• Compito assegnato 1:
Elenca i politici che, secondo il brano fornito, Berlusconi avrebbe fatto meglio ad ascoltare.

• Brano fornito:
----------------------------------------

Berlusconi è fuori gioco,
ci si è messo da solo ascoltando tipi come Verdini e Santanché, lasciandosi
impressionare dalle fosche previsioni di Ghedini.  Meglio era se ascoltava Quagliarello, Cicchito, Lupi, Alfano,
che niente hanno del voltagabbana e che lo hanno servito sempre con grande
lealtà, soprattutto senza strisciare. 
Lo dimostra il fatto che sono tornati a l’ovile, perché era il gesto
politico da fare.  Domani B.
affronterà la commissione che lo farà decadere, senza aspettare la Cassazione.  E poi, chissà? Il carcere, forse. 
Nessuno può dire cosa ne
sarà di Forza Italia, con o senza elezioni.  Più facile immaginare il casino che sta per nascere nel PD,
in attesa del congresso e senza il solito utile spauracchio che è stato
Berlusconi.  Renzi che fa il
grillino della situazione. Epifani, un brav’uomo che crede più nell’ideologia
che nella concretezza, e giudica le cose con i suoi rigidi parametri di vecchio
sindacalista di sinistra. Spera di continuare a disporre di una classe di
lavoratori perfettamente allineata. 
Non sarà così, se non a parole. 
In tempo di crisi, si salvi chi può.  Il sindacato ha perso molti pezzi in questi ultimi anni e ne
perderà ancora, se non si rende conto che fa parte del mondo insieme
all’impresa e che con essa deve raggiungere un’intesa pragmatica.  Ci vuole immaginazione, ma in alcune
imprese è successo, con ottimi risultati.

----------------------------------------

• Dati forniti:
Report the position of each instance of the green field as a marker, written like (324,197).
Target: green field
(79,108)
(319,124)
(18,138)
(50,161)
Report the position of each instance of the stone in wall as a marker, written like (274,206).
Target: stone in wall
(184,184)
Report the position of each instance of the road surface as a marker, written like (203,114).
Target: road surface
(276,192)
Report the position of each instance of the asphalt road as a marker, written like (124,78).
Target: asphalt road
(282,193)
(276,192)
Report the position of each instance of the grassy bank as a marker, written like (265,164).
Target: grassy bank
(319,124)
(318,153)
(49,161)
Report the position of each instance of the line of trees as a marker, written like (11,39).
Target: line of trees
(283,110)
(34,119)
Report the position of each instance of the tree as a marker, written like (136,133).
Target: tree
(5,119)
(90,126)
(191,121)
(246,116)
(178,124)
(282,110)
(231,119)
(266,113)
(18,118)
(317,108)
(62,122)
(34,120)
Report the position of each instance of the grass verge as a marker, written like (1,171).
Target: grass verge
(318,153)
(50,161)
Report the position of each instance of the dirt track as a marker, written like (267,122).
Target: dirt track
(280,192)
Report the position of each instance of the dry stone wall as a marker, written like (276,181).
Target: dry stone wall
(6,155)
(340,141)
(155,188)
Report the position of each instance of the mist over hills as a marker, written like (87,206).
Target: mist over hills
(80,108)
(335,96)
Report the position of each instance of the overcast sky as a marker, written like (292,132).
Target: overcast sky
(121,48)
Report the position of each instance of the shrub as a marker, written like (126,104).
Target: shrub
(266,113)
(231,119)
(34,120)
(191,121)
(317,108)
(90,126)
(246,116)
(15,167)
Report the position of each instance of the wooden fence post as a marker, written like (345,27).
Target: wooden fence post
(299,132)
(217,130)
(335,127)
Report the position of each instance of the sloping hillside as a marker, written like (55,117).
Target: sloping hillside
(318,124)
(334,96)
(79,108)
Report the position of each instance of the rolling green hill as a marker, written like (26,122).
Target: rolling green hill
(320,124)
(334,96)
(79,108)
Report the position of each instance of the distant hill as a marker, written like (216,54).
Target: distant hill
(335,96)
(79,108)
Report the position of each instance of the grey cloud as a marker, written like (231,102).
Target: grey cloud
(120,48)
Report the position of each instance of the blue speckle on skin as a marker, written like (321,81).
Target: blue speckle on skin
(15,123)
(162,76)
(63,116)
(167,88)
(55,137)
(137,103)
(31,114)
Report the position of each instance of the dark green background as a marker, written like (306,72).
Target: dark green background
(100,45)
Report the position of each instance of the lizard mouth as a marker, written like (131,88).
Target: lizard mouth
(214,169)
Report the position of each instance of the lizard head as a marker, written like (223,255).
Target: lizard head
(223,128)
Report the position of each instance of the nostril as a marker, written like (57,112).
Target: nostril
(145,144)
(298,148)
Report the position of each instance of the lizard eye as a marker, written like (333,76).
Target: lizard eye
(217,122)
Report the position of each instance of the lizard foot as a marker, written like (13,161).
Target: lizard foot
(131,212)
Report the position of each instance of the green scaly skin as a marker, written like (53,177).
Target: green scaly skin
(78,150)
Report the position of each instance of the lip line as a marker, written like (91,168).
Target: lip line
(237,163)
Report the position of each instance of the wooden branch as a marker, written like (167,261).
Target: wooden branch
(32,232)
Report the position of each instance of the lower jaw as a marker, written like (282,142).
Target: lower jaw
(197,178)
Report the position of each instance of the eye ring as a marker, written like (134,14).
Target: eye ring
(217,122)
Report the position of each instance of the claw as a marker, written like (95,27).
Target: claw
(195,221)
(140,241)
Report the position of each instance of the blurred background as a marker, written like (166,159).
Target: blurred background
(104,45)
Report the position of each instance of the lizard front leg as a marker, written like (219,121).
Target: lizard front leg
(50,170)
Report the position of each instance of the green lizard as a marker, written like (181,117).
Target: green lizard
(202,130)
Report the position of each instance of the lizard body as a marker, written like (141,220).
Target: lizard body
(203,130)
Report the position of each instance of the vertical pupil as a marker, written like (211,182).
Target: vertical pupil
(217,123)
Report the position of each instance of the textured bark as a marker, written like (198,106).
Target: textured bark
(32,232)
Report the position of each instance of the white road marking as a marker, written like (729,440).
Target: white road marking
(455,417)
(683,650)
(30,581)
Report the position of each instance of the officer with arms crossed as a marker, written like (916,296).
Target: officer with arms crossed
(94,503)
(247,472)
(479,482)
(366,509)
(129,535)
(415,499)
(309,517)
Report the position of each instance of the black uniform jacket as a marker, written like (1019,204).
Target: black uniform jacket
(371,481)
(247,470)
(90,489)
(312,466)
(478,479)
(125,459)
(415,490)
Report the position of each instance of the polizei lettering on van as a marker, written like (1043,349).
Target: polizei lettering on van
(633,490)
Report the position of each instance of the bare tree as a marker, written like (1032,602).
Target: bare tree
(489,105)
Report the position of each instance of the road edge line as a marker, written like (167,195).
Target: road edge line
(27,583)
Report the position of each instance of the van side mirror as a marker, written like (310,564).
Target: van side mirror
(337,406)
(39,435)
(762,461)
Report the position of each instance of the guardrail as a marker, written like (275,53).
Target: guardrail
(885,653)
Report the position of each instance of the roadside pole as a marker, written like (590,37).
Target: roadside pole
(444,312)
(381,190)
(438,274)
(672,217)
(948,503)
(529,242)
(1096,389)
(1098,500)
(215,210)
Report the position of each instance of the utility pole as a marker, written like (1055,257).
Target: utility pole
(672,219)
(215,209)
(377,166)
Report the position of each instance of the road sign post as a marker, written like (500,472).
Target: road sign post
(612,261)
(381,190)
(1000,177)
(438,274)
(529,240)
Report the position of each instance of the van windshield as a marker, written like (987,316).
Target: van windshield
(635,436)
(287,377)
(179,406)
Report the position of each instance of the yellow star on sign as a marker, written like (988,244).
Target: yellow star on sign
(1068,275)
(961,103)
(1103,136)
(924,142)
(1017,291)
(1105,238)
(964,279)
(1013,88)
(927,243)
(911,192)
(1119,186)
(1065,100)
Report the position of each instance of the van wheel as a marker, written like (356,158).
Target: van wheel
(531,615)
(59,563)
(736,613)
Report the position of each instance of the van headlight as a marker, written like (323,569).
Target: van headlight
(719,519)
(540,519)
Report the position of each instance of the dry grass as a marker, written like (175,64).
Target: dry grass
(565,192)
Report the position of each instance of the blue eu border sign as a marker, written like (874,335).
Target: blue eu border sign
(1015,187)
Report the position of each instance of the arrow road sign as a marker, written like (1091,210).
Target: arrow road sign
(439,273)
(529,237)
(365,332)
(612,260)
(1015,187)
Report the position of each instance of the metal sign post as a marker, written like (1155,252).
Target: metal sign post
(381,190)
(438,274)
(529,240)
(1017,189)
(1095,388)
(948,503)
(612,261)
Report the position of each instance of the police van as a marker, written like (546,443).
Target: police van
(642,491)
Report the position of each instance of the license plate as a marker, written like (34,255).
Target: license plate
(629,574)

----------------------------------------

• Compito assegnato 2:
Mostra tutte le righe dell'elenco in cui compare la parola "field".

• Risultato atteso 1:
Quagliarello, Cicchito, Lupi, Alfano

• Risultato atteso 2:
Report the position of each instance of the green field as a marker, written like (324,197).
Target: green field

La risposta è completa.